## Check your understanding
[A] In the list of Addiction Alternatives principles, what term does the program use for destructive habits?
[B] Write further numbered points for the list of Addiction Alternatives principles, starting after point 7 and keeping its style.

## Excerpted passage
Basic Principles of Addiction Alternatives (AA2)

  1. If you engage in any behavior (i.e.: brushing your teeth) long enough, it will become a learned habit. It will become familiar, comfortable and you will never totally forget how to do it.
     
  2. Habits are normal and an essential for survival and growth. Habits cover a spectrum of severity-- from very healthy to somewhat destructive to life-threatening. At Addiction Alternatives, we refer to destructive habits as "unwanted repetitive behaviors" -- that is, undesirable activities, repeated over and over and that interfere with the quality of life.
     
  3. Altering one's state of consciousness is also normal (for instance, children like to spin or swing on a swing,  adults go to amusement parks and movies). Your present destructive habit or addiction is now mostly an unconscious strategy -- which you started to develop at a naive, much earlier stage of life -- to enjoy the feelings it brought on or to help cope with uncomfortable emotions or feelings. It is simply an adaptation that has gone awry.
     
  4. Although addictions are fundamentally similar, each individual and each individual's situation is different. That is why Addiction Alternatives believes there can never be only one solution that works for everyone.
  5. Self-blame, guilt, and shame undermine change and are truly misguided. You never consciously intended to become addicted; you became stuck in a seductive, slowly entwining relationship. You did not get hooked because you are bad, stupid or diseased.
     
  6. Stopping or reducing your primary unwanted habit is never enough. To assure long-term success you must develop a balanced life by adjusting a much larger assortment of lesser bad habits that are intimately connected with your primary bad habit.
     
  7. In some cases it may be realistic to reduce, rather than completely eliminate, an unhealthy repetitive behavior. As such, moderation is a realistic and sensible goal for some people. In other cases, abstinence from certain behaviors is essential to attain and maintain a stable change.

## Supplied entries

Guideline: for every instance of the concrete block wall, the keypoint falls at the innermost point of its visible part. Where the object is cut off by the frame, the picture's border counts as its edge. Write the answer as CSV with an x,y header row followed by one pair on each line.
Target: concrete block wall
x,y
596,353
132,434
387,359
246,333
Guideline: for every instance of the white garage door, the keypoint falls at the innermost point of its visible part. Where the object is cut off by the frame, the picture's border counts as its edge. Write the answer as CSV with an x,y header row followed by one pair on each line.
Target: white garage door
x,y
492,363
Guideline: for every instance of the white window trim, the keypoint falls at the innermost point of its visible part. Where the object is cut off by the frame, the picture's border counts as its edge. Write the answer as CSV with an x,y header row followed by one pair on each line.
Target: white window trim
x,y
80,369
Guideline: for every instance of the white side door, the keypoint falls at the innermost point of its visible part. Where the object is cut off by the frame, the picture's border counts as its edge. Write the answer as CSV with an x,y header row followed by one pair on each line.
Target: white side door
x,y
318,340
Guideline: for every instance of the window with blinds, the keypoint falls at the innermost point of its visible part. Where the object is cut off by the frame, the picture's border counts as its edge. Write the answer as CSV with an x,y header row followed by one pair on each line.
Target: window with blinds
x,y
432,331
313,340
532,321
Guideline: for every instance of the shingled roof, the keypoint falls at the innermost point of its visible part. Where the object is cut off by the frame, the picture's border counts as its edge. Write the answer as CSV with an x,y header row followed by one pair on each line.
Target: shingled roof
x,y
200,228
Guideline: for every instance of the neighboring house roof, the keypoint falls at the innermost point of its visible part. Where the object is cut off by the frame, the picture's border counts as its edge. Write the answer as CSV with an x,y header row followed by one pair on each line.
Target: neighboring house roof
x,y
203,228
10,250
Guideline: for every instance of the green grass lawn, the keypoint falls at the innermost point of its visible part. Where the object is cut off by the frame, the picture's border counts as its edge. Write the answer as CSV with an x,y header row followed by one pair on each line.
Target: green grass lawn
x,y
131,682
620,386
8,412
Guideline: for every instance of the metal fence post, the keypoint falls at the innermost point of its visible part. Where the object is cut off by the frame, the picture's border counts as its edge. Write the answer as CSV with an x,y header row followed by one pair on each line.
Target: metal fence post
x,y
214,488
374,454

## Expected responses
[A] Unwanted repetitive behaviors.

[B]
     
  8. Your involvement with alcohol, drugs, or other bad habits started because you liked the way they made you feel. Unhooking yourself mandates developing one essential skill: learning to face, cope, sit with, or tolerate unfamiliar (both positive and negative) feelings--without the aid of the bad habit. You cannot avoid this one skill and the sooner you start the sooner you will be free of your addiction. (Note: You acquire this skill gradually, not overnight)
     
  9. Learning the origins of your unwanted habits will not stop your present destructive behaviors. Because over time, habits and addictions acquire a life of their own -- independent of the "Whys". At a later point in time however, finding out the origin of unwanted behavior may be useful in dealing with uncomfortable feelings and thoughts from the past which could lead to a return to the bad habit.
     
  10. Willpower alone will work for only an indefinite time. To maintaining long-term change it is essential that you create a life for yourself that is more enjoyable (feels better) than the life you experienced with your bad habit. Fortunately, this can be an extremely enjoyable and creative adventure for you.